- Your goal
Count the lines in the material below that contain the string "model", treating uppercase and lowercase as different, and give only that number.

(A run of records)
================
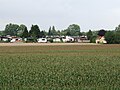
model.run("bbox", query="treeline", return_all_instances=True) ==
[0,23,80,38]
[0,23,120,44]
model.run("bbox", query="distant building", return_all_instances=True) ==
[96,30,107,44]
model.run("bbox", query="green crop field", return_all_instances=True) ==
[0,45,120,90]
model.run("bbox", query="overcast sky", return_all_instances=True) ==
[0,0,120,31]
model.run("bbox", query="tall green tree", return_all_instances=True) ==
[52,26,57,36]
[21,27,29,38]
[29,25,40,38]
[105,31,115,44]
[48,26,52,36]
[40,31,46,38]
[17,24,28,37]
[87,30,93,40]
[4,23,19,36]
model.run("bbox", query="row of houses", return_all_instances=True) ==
[0,35,90,43]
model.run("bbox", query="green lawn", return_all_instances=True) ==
[0,45,120,90]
================
- Solution to this task
7